Given data:

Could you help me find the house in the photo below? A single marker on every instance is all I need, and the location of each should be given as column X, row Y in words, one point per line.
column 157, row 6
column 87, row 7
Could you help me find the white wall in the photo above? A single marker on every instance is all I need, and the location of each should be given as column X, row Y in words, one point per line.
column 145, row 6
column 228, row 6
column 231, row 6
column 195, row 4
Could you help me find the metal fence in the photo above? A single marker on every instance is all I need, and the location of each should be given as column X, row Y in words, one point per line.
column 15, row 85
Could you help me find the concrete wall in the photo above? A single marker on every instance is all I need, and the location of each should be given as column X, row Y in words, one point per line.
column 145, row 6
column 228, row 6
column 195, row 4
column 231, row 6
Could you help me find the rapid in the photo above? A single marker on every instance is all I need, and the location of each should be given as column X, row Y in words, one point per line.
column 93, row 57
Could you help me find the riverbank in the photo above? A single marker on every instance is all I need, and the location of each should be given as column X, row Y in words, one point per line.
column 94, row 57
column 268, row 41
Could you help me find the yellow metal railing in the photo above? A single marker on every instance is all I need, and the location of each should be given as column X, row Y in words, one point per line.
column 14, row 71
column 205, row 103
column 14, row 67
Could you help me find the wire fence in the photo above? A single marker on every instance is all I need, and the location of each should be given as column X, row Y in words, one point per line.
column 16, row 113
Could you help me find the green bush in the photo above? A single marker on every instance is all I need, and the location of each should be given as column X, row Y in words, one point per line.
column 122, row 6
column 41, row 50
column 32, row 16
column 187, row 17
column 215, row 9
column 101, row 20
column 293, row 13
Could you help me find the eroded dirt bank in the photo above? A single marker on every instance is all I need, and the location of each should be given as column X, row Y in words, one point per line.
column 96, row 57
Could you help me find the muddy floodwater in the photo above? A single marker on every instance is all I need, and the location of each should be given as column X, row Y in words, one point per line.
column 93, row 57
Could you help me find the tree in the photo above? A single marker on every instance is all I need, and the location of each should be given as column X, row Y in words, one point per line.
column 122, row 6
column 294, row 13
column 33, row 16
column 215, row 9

Task brief:
Extract each line of the listing above, copying it word for word.

Response to this task:
Could you help me find the house in the photo below? A single marker on every instance is all I need, and the location of each should be given as column X, row Y in words, one point per line.
column 157, row 6
column 87, row 7
Could you help me find the white wall in the photo above? A single marker on every instance is all I need, and the location of each should be given as column X, row Y in words, one point per line.
column 145, row 6
column 228, row 6
column 231, row 6
column 195, row 4
Could you help me find the metal fence in the photo above? A single marker on every instance is all I need, and the location of each should be given as column X, row Y in words, one point per line.
column 15, row 85
Could you help me find the concrete wall in the photo above? A single marker on every instance is all I need, and the location of each should be given as column X, row Y in words, one point per line.
column 145, row 6
column 228, row 6
column 195, row 4
column 231, row 6
Could you help me find the rapid in the photo above? A single marker on every instance is all I need, and the location of each should be given as column X, row Y in words, one point per line.
column 93, row 57
Could you help me find the riverbank in the photo above? A single marker on every instance is all I need, and the location of each should be given as column X, row Y in words, one point per line.
column 94, row 57
column 268, row 41
Could you help me find the yellow metal railing in the photo above? A single marker on every instance is all I need, and the location of each should be given as column X, row Y in words, one point per line.
column 14, row 71
column 205, row 103
column 14, row 67
Could you help me find the wire fence in the photo above? A single marker on every instance is all I need, and the location of each should be given as column X, row Y in words, one point per line.
column 16, row 113
Could you help me find the green bush in the photo above? A single marker on every instance is all I need, and the location of each should be given as column X, row Y in words, one point per line.
column 122, row 6
column 41, row 50
column 32, row 16
column 187, row 17
column 215, row 9
column 101, row 20
column 293, row 13
Could you help me find the eroded dirt bank in the photo above? A single marker on every instance is all I need, and the location of each should be given as column X, row Y in words, one point per line.
column 96, row 57
Could you help me find the muddy floodwater in the photo above? A single marker on every instance is all I need, and the location of each should be given as column X, row Y in words, one point per line.
column 93, row 57
Could you help me find the tree in the photo above? A single marker on every instance is all I need, and the location of each should be given as column X, row Y in words, one point per line.
column 122, row 6
column 294, row 13
column 33, row 16
column 215, row 9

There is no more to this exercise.